(Referring expression grounding data)
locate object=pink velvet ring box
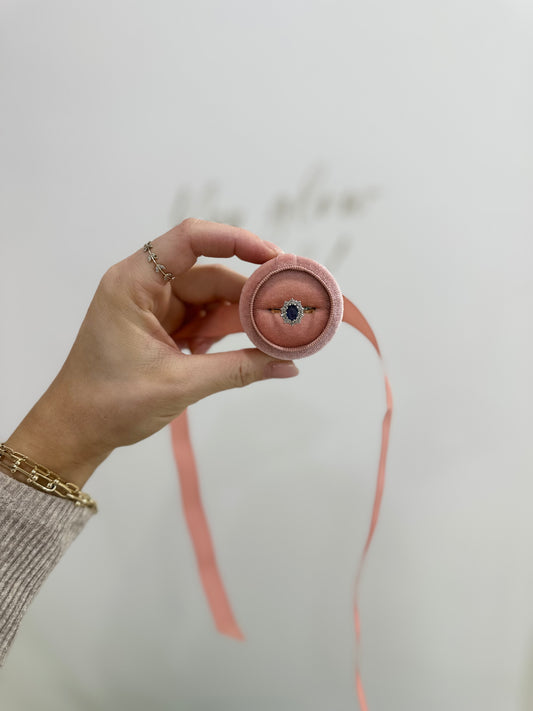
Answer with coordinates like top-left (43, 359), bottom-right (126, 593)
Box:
top-left (239, 254), bottom-right (344, 360)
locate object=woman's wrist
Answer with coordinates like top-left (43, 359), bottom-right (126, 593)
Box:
top-left (2, 389), bottom-right (111, 490)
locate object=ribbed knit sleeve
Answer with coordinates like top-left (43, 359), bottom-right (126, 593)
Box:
top-left (0, 471), bottom-right (95, 666)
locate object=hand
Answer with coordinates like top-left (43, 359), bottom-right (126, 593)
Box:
top-left (4, 219), bottom-right (299, 488)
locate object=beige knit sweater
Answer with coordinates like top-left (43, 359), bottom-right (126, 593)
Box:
top-left (0, 470), bottom-right (95, 666)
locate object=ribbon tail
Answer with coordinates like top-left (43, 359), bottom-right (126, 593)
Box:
top-left (170, 409), bottom-right (244, 640)
top-left (170, 296), bottom-right (394, 711)
top-left (350, 367), bottom-right (393, 708)
top-left (356, 668), bottom-right (370, 711)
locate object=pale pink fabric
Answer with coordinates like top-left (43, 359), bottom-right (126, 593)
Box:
top-left (170, 259), bottom-right (393, 710)
top-left (252, 270), bottom-right (330, 348)
top-left (170, 409), bottom-right (244, 639)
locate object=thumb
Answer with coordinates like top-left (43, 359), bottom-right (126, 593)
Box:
top-left (179, 348), bottom-right (299, 404)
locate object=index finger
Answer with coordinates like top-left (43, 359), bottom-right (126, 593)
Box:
top-left (142, 218), bottom-right (283, 284)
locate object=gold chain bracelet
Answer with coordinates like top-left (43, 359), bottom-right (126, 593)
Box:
top-left (0, 443), bottom-right (98, 511)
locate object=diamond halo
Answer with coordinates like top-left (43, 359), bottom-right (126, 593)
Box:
top-left (280, 298), bottom-right (305, 325)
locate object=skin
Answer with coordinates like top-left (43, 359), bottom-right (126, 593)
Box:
top-left (2, 219), bottom-right (299, 489)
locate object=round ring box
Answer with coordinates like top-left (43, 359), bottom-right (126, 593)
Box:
top-left (239, 254), bottom-right (344, 359)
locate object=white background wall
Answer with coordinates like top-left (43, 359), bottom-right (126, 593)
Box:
top-left (1, 1), bottom-right (532, 709)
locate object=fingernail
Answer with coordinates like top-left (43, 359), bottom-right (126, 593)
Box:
top-left (264, 240), bottom-right (284, 254)
top-left (263, 361), bottom-right (299, 379)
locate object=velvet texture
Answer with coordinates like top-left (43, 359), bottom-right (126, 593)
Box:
top-left (239, 254), bottom-right (344, 359)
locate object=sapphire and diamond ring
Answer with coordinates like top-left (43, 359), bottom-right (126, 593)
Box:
top-left (269, 299), bottom-right (316, 325)
top-left (281, 299), bottom-right (304, 325)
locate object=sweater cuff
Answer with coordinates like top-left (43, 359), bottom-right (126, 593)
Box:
top-left (0, 470), bottom-right (96, 666)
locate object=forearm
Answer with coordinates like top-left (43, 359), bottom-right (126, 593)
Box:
top-left (0, 392), bottom-right (102, 666)
top-left (3, 377), bottom-right (112, 489)
top-left (0, 471), bottom-right (95, 666)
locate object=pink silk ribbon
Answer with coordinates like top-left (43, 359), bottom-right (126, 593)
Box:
top-left (170, 296), bottom-right (393, 709)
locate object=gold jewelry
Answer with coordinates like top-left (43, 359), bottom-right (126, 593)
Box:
top-left (143, 241), bottom-right (175, 282)
top-left (268, 301), bottom-right (316, 325)
top-left (0, 443), bottom-right (98, 511)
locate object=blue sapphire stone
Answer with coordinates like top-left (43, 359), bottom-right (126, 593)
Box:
top-left (286, 304), bottom-right (299, 321)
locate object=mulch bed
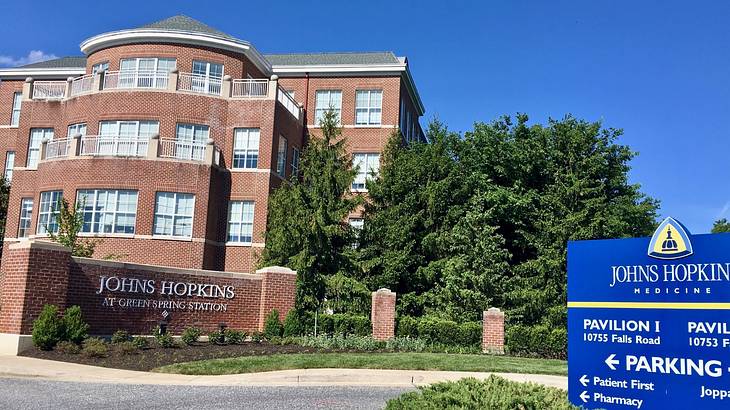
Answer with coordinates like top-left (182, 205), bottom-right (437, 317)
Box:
top-left (21, 342), bottom-right (339, 372)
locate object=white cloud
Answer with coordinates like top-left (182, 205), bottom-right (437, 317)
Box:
top-left (0, 50), bottom-right (58, 67)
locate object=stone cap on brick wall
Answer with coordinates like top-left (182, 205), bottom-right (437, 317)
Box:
top-left (484, 307), bottom-right (505, 316)
top-left (9, 240), bottom-right (71, 252)
top-left (255, 266), bottom-right (296, 275)
top-left (71, 256), bottom-right (261, 280)
top-left (373, 288), bottom-right (395, 295)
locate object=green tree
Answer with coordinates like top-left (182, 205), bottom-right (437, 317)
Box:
top-left (712, 218), bottom-right (730, 233)
top-left (0, 179), bottom-right (10, 257)
top-left (260, 110), bottom-right (362, 311)
top-left (48, 198), bottom-right (97, 257)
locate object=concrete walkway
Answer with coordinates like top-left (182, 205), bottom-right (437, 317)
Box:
top-left (0, 355), bottom-right (567, 389)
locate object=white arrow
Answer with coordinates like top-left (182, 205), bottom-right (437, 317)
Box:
top-left (580, 391), bottom-right (590, 403)
top-left (605, 354), bottom-right (619, 370)
top-left (580, 374), bottom-right (590, 387)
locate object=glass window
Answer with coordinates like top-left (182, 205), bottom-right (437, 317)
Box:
top-left (11, 92), bottom-right (22, 127)
top-left (355, 90), bottom-right (383, 126)
top-left (276, 135), bottom-right (287, 176)
top-left (91, 62), bottom-right (109, 75)
top-left (291, 147), bottom-right (300, 177)
top-left (352, 153), bottom-right (380, 191)
top-left (232, 128), bottom-right (260, 169)
top-left (349, 218), bottom-right (364, 230)
top-left (77, 189), bottom-right (138, 234)
top-left (4, 151), bottom-right (14, 183)
top-left (67, 123), bottom-right (87, 137)
top-left (227, 201), bottom-right (255, 244)
top-left (314, 90), bottom-right (342, 125)
top-left (28, 128), bottom-right (53, 168)
top-left (37, 191), bottom-right (62, 234)
top-left (192, 60), bottom-right (224, 94)
top-left (119, 58), bottom-right (176, 88)
top-left (18, 198), bottom-right (33, 238)
top-left (153, 192), bottom-right (195, 238)
top-left (175, 124), bottom-right (209, 161)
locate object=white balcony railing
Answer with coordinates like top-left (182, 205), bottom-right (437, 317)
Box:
top-left (32, 81), bottom-right (66, 100)
top-left (277, 88), bottom-right (300, 120)
top-left (103, 70), bottom-right (169, 90)
top-left (159, 139), bottom-right (207, 161)
top-left (231, 79), bottom-right (269, 98)
top-left (177, 73), bottom-right (222, 96)
top-left (80, 135), bottom-right (149, 157)
top-left (70, 74), bottom-right (94, 96)
top-left (45, 138), bottom-right (71, 159)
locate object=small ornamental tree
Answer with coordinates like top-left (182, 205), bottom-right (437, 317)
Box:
top-left (62, 305), bottom-right (90, 344)
top-left (264, 309), bottom-right (283, 339)
top-left (32, 305), bottom-right (64, 350)
top-left (48, 198), bottom-right (97, 257)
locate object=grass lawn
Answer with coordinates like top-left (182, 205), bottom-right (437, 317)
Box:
top-left (154, 352), bottom-right (567, 376)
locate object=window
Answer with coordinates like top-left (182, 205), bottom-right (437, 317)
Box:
top-left (355, 90), bottom-right (383, 126)
top-left (232, 128), bottom-right (260, 169)
top-left (192, 60), bottom-right (224, 94)
top-left (153, 192), bottom-right (194, 238)
top-left (352, 153), bottom-right (380, 191)
top-left (291, 147), bottom-right (300, 177)
top-left (286, 90), bottom-right (296, 99)
top-left (91, 61), bottom-right (109, 75)
top-left (67, 123), bottom-right (87, 137)
top-left (314, 90), bottom-right (342, 125)
top-left (227, 201), bottom-right (255, 244)
top-left (37, 191), bottom-right (62, 234)
top-left (18, 198), bottom-right (33, 238)
top-left (119, 57), bottom-right (176, 88)
top-left (4, 151), bottom-right (14, 183)
top-left (175, 124), bottom-right (209, 160)
top-left (77, 189), bottom-right (138, 234)
top-left (98, 120), bottom-right (158, 156)
top-left (28, 128), bottom-right (53, 168)
top-left (276, 135), bottom-right (287, 176)
top-left (349, 218), bottom-right (364, 248)
top-left (11, 92), bottom-right (21, 127)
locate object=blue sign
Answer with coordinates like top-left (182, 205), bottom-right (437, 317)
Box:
top-left (568, 217), bottom-right (730, 409)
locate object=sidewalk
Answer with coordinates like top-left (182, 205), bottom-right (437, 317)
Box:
top-left (0, 356), bottom-right (567, 389)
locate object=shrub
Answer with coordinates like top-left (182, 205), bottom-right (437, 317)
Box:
top-left (61, 305), bottom-right (90, 344)
top-left (116, 341), bottom-right (138, 355)
top-left (396, 316), bottom-right (418, 338)
top-left (131, 337), bottom-right (149, 350)
top-left (224, 329), bottom-right (245, 345)
top-left (32, 305), bottom-right (64, 350)
top-left (283, 310), bottom-right (305, 337)
top-left (111, 330), bottom-right (131, 344)
top-left (385, 376), bottom-right (578, 410)
top-left (417, 317), bottom-right (459, 346)
top-left (208, 330), bottom-right (225, 345)
top-left (181, 327), bottom-right (202, 345)
top-left (55, 341), bottom-right (81, 354)
top-left (250, 331), bottom-right (265, 343)
top-left (385, 337), bottom-right (427, 352)
top-left (82, 337), bottom-right (108, 358)
top-left (264, 310), bottom-right (283, 339)
top-left (458, 322), bottom-right (482, 347)
top-left (333, 314), bottom-right (370, 336)
top-left (156, 333), bottom-right (176, 348)
top-left (295, 335), bottom-right (385, 351)
top-left (506, 324), bottom-right (567, 359)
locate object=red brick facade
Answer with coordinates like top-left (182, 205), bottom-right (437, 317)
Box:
top-left (371, 288), bottom-right (396, 341)
top-left (482, 308), bottom-right (506, 354)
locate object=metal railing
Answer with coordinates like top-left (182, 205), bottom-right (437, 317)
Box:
top-left (177, 72), bottom-right (222, 96)
top-left (159, 139), bottom-right (207, 161)
top-left (70, 74), bottom-right (94, 96)
top-left (80, 135), bottom-right (150, 157)
top-left (45, 138), bottom-right (71, 159)
top-left (277, 87), bottom-right (300, 120)
top-left (231, 79), bottom-right (268, 98)
top-left (32, 81), bottom-right (66, 100)
top-left (103, 70), bottom-right (169, 90)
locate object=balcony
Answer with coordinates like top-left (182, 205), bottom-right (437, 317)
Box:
top-left (32, 81), bottom-right (66, 100)
top-left (103, 70), bottom-right (169, 90)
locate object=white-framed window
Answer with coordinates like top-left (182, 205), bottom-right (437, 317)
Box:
top-left (276, 135), bottom-right (287, 176)
top-left (352, 153), bottom-right (380, 191)
top-left (11, 92), bottom-right (22, 127)
top-left (97, 120), bottom-right (158, 156)
top-left (119, 57), bottom-right (176, 88)
top-left (77, 189), bottom-right (138, 234)
top-left (4, 151), bottom-right (14, 183)
top-left (28, 128), bottom-right (53, 168)
top-left (175, 123), bottom-right (209, 161)
top-left (91, 61), bottom-right (109, 75)
top-left (18, 198), bottom-right (33, 238)
top-left (232, 128), bottom-right (260, 169)
top-left (355, 90), bottom-right (383, 126)
top-left (349, 218), bottom-right (364, 230)
top-left (291, 147), bottom-right (300, 177)
top-left (37, 190), bottom-right (62, 235)
top-left (67, 123), bottom-right (87, 137)
top-left (99, 120), bottom-right (158, 137)
top-left (153, 192), bottom-right (195, 238)
top-left (191, 60), bottom-right (224, 94)
top-left (314, 90), bottom-right (342, 125)
top-left (227, 201), bottom-right (255, 244)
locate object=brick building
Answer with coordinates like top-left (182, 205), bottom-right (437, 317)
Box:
top-left (0, 15), bottom-right (425, 274)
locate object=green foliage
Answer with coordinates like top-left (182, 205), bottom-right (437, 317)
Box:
top-left (283, 310), bottom-right (304, 337)
top-left (296, 335), bottom-right (385, 351)
top-left (0, 179), bottom-right (10, 258)
top-left (131, 336), bottom-right (149, 349)
top-left (208, 330), bottom-right (225, 345)
top-left (458, 322), bottom-right (483, 347)
top-left (417, 317), bottom-right (459, 345)
top-left (111, 330), bottom-right (131, 344)
top-left (385, 375), bottom-right (578, 410)
top-left (250, 331), bottom-right (265, 343)
top-left (325, 272), bottom-right (371, 315)
top-left (47, 198), bottom-right (97, 257)
top-left (712, 218), bottom-right (730, 233)
top-left (506, 324), bottom-right (567, 360)
top-left (396, 316), bottom-right (419, 338)
top-left (224, 329), bottom-right (246, 345)
top-left (32, 305), bottom-right (64, 350)
top-left (61, 305), bottom-right (89, 344)
top-left (116, 341), bottom-right (139, 355)
top-left (260, 109), bottom-right (362, 312)
top-left (264, 310), bottom-right (283, 339)
top-left (181, 327), bottom-right (201, 345)
top-left (81, 337), bottom-right (108, 358)
top-left (316, 313), bottom-right (370, 336)
top-left (55, 341), bottom-right (81, 354)
top-left (155, 333), bottom-right (176, 348)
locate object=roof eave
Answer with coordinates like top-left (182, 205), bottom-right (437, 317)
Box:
top-left (0, 67), bottom-right (86, 80)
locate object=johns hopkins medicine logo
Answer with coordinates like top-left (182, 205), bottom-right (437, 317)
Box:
top-left (647, 217), bottom-right (693, 260)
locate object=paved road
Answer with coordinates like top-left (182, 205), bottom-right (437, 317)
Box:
top-left (0, 377), bottom-right (413, 410)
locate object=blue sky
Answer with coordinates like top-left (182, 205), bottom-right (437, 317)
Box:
top-left (1, 0), bottom-right (728, 233)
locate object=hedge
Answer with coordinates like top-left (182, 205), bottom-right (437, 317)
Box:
top-left (506, 324), bottom-right (567, 360)
top-left (397, 316), bottom-right (481, 347)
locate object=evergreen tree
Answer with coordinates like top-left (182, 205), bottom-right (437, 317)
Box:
top-left (711, 218), bottom-right (730, 233)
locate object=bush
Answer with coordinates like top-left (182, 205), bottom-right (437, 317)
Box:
top-left (181, 327), bottom-right (201, 345)
top-left (417, 317), bottom-right (459, 346)
top-left (385, 337), bottom-right (427, 352)
top-left (55, 341), bottom-right (81, 354)
top-left (397, 316), bottom-right (418, 338)
top-left (131, 337), bottom-right (149, 350)
top-left (116, 341), bottom-right (138, 355)
top-left (61, 306), bottom-right (89, 344)
top-left (82, 337), bottom-right (108, 358)
top-left (111, 330), bottom-right (131, 344)
top-left (264, 310), bottom-right (283, 339)
top-left (224, 329), bottom-right (246, 345)
top-left (333, 314), bottom-right (370, 336)
top-left (156, 333), bottom-right (176, 348)
top-left (283, 310), bottom-right (305, 337)
top-left (250, 331), bottom-right (265, 343)
top-left (506, 324), bottom-right (567, 360)
top-left (208, 330), bottom-right (225, 345)
top-left (385, 376), bottom-right (578, 410)
top-left (32, 305), bottom-right (64, 350)
top-left (295, 335), bottom-right (385, 351)
top-left (458, 322), bottom-right (482, 347)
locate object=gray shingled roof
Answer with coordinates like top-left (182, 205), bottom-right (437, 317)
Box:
top-left (264, 52), bottom-right (401, 66)
top-left (138, 15), bottom-right (238, 40)
top-left (19, 56), bottom-right (87, 69)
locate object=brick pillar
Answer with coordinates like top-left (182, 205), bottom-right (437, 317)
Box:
top-left (483, 307), bottom-right (505, 354)
top-left (0, 240), bottom-right (72, 355)
top-left (256, 266), bottom-right (297, 331)
top-left (371, 288), bottom-right (396, 341)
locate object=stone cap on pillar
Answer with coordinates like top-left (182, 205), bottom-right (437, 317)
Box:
top-left (373, 288), bottom-right (395, 295)
top-left (255, 266), bottom-right (297, 275)
top-left (484, 307), bottom-right (505, 316)
top-left (9, 239), bottom-right (71, 252)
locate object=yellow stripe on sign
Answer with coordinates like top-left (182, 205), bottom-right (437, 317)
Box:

== ACTIVITY ==
All lines above between those holding "locate object=shrub" and "locate object=metal railing", inclusive, must be set down unchanged, and no other line may be included.

== ANSWER TO THIS TASK ==
locate object=shrub
Answer with coordinates like top-left (182, 205), bottom-right (437, 317)
Box:
top-left (61, 305), bottom-right (90, 344)
top-left (116, 341), bottom-right (138, 355)
top-left (396, 316), bottom-right (418, 338)
top-left (131, 337), bottom-right (149, 350)
top-left (224, 329), bottom-right (245, 345)
top-left (32, 305), bottom-right (64, 350)
top-left (283, 310), bottom-right (305, 337)
top-left (111, 330), bottom-right (131, 344)
top-left (385, 376), bottom-right (578, 410)
top-left (417, 317), bottom-right (459, 346)
top-left (208, 330), bottom-right (225, 345)
top-left (181, 327), bottom-right (202, 345)
top-left (55, 341), bottom-right (81, 354)
top-left (250, 331), bottom-right (265, 343)
top-left (385, 337), bottom-right (427, 352)
top-left (82, 337), bottom-right (108, 358)
top-left (264, 310), bottom-right (283, 339)
top-left (458, 322), bottom-right (482, 347)
top-left (333, 314), bottom-right (370, 336)
top-left (156, 333), bottom-right (176, 348)
top-left (295, 335), bottom-right (385, 351)
top-left (506, 324), bottom-right (567, 359)
locate object=red brick facade
Answer with coordinates like top-left (182, 205), bottom-right (437, 317)
Box:
top-left (371, 288), bottom-right (396, 341)
top-left (482, 308), bottom-right (506, 354)
locate object=metal railing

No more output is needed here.